═════ LINHAS DE DADOS ═════

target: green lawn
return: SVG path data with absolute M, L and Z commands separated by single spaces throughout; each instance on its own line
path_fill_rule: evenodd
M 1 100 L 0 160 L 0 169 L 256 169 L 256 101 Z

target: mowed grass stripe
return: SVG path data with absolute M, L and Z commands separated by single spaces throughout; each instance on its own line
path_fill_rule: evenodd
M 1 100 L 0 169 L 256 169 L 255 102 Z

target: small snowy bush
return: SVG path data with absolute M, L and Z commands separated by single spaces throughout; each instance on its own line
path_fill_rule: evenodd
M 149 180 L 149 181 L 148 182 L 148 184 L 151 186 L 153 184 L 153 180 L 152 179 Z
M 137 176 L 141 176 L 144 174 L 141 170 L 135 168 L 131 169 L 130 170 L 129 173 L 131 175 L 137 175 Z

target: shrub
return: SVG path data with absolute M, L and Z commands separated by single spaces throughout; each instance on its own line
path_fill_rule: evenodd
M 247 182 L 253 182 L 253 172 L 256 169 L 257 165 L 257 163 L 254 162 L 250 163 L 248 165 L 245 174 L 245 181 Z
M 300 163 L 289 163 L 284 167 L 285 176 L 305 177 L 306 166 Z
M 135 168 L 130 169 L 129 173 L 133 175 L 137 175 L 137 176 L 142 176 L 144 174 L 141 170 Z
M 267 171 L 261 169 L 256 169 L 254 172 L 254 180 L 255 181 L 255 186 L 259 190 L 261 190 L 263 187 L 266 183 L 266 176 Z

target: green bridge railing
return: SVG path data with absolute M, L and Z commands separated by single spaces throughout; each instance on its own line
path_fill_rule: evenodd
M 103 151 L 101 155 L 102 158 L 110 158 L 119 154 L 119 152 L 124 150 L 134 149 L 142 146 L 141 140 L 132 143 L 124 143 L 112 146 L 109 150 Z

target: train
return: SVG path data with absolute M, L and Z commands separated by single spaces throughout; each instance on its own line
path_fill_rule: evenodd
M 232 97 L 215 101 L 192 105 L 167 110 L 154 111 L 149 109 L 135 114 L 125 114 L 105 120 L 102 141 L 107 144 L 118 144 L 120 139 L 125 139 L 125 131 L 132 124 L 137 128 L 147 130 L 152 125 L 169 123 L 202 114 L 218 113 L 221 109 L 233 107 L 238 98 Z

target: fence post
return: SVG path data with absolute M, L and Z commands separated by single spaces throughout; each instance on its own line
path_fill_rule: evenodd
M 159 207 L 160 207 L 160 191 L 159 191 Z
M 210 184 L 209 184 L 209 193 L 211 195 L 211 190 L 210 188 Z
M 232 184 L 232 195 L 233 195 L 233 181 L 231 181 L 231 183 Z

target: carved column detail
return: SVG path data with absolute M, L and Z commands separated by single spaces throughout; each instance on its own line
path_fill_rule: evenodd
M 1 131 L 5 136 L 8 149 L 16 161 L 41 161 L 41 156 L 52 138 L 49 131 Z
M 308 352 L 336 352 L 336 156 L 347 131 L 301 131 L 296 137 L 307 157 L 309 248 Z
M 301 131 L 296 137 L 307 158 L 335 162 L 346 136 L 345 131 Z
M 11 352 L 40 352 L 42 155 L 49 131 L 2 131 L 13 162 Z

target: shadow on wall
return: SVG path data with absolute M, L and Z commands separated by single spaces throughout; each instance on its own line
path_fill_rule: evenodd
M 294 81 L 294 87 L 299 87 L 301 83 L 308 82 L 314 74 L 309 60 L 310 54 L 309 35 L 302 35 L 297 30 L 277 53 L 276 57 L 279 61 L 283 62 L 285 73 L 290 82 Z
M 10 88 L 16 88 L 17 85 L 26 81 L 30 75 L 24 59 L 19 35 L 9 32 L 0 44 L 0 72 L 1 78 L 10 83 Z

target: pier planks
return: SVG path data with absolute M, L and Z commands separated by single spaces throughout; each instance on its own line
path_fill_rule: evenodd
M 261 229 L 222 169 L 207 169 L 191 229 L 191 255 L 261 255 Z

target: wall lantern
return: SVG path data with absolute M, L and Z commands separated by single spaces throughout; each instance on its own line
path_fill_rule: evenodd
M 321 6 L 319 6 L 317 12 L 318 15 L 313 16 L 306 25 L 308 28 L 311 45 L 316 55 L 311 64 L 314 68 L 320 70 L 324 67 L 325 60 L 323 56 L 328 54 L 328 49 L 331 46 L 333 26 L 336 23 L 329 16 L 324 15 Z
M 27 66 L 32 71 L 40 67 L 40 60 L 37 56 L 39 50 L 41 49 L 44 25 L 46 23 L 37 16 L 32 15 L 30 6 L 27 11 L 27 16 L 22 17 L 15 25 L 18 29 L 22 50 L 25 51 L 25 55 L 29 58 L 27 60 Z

═════

● ENUNCIADO
Coloque todas as linhas dos itens acima em uma lista numerada, deixando de fora as linhas em branco.

● RESOLUÇÃO
1. target: green lawn
2. return: SVG path data with absolute M, L and Z commands separated by single spaces throughout; each instance on its own line
3. path_fill_rule: evenodd
4. M 1 100 L 0 160 L 0 169 L 256 169 L 256 101 Z
5. target: mowed grass stripe
6. return: SVG path data with absolute M, L and Z commands separated by single spaces throughout; each instance on its own line
7. path_fill_rule: evenodd
8. M 1 100 L 0 169 L 256 169 L 255 102 Z
9. target: small snowy bush
10. return: SVG path data with absolute M, L and Z commands separated by single spaces throughout; each instance on its own line
11. path_fill_rule: evenodd
12. M 149 180 L 149 181 L 148 182 L 148 184 L 151 186 L 153 184 L 153 180 L 152 179 Z
13. M 137 176 L 141 176 L 144 174 L 141 170 L 135 168 L 131 169 L 130 170 L 129 173 L 131 175 L 137 175 Z
14. target: shrub
15. return: SVG path data with absolute M, L and Z commands separated by single spaces throughout; each instance on its own line
16. path_fill_rule: evenodd
17. M 247 182 L 253 182 L 253 172 L 256 169 L 257 165 L 257 163 L 254 162 L 250 163 L 248 165 L 245 174 L 245 181 Z
18. M 300 163 L 289 163 L 284 167 L 285 176 L 305 177 L 306 166 Z
19. M 135 168 L 130 169 L 129 173 L 133 175 L 137 175 L 137 176 L 142 176 L 144 174 L 141 170 Z
20. M 267 171 L 261 169 L 256 169 L 254 172 L 254 180 L 255 181 L 255 186 L 259 190 L 261 190 L 263 187 L 266 183 L 266 176 Z
21. target: green bridge railing
22. return: SVG path data with absolute M, L and Z commands separated by single spaces throughout; each instance on its own line
23. path_fill_rule: evenodd
24. M 103 151 L 101 155 L 102 158 L 110 158 L 119 154 L 119 152 L 124 150 L 134 149 L 142 146 L 141 140 L 132 143 L 124 143 L 112 146 L 109 150 Z
25. target: train
26. return: SVG path data with absolute M, L and Z commands separated by single spaces throughout; each instance on its own line
27. path_fill_rule: evenodd
28. M 232 97 L 215 101 L 192 105 L 167 110 L 154 111 L 149 109 L 135 114 L 125 114 L 105 120 L 102 141 L 107 144 L 118 144 L 120 139 L 125 139 L 125 131 L 132 124 L 137 128 L 147 130 L 152 125 L 169 123 L 202 114 L 218 113 L 221 109 L 233 107 L 238 98 Z
29. target: fence post
30. return: SVG path data with absolute M, L and Z commands separated by single spaces throughout; each instance on its own line
31. path_fill_rule: evenodd
32. M 159 207 L 160 207 L 160 191 L 159 191 Z
33. M 210 184 L 209 184 L 209 193 L 211 195 L 211 190 L 210 188 Z
34. M 232 184 L 232 195 L 233 195 L 233 181 L 231 181 L 231 183 Z
35. target: carved column detail
36. return: SVG path data with absolute M, L and Z commands separated by single spaces throughout; each instance on its own line
37. path_fill_rule: evenodd
38. M 1 131 L 5 136 L 8 149 L 16 161 L 41 161 L 41 156 L 52 138 L 49 131 Z
39. M 308 352 L 336 352 L 336 156 L 347 131 L 301 131 L 296 137 L 307 157 L 309 248 Z
40. M 301 131 L 296 137 L 307 158 L 335 162 L 346 136 L 345 131 Z
41. M 11 352 L 40 352 L 42 155 L 49 131 L 2 131 L 13 162 Z
42. target: shadow on wall
43. return: SVG path data with absolute M, L and Z commands separated by single spaces throughout; each instance on its own line
44. path_fill_rule: evenodd
45. M 294 81 L 294 87 L 299 87 L 301 83 L 308 82 L 314 74 L 309 60 L 310 54 L 309 35 L 302 35 L 297 30 L 277 53 L 276 57 L 279 61 L 283 62 L 285 73 L 290 82 Z
46. M 10 88 L 16 88 L 17 85 L 26 81 L 30 75 L 24 59 L 19 35 L 9 32 L 0 44 L 0 72 L 1 78 L 10 83 Z
47. target: pier planks
48. return: SVG path data with absolute M, L and Z commands separated by single spaces throughout; each instance on its own line
49. path_fill_rule: evenodd
50. M 261 229 L 222 169 L 207 169 L 191 229 L 191 255 L 261 255 Z
51. target: wall lantern
52. return: SVG path data with absolute M, L and Z commands separated by single spaces throughout; each instance on its own line
53. path_fill_rule: evenodd
54. M 321 6 L 319 6 L 317 12 L 318 15 L 313 16 L 306 25 L 308 28 L 311 45 L 316 55 L 311 64 L 314 68 L 320 70 L 324 67 L 325 60 L 323 56 L 328 54 L 328 49 L 331 46 L 333 26 L 336 23 L 329 16 L 324 15 Z
55. M 27 66 L 32 71 L 40 67 L 40 60 L 37 56 L 39 50 L 41 49 L 44 25 L 46 23 L 37 16 L 32 15 L 30 6 L 27 11 L 27 16 L 22 17 L 15 25 L 18 29 L 22 50 L 25 51 L 25 55 L 29 58 L 27 60 Z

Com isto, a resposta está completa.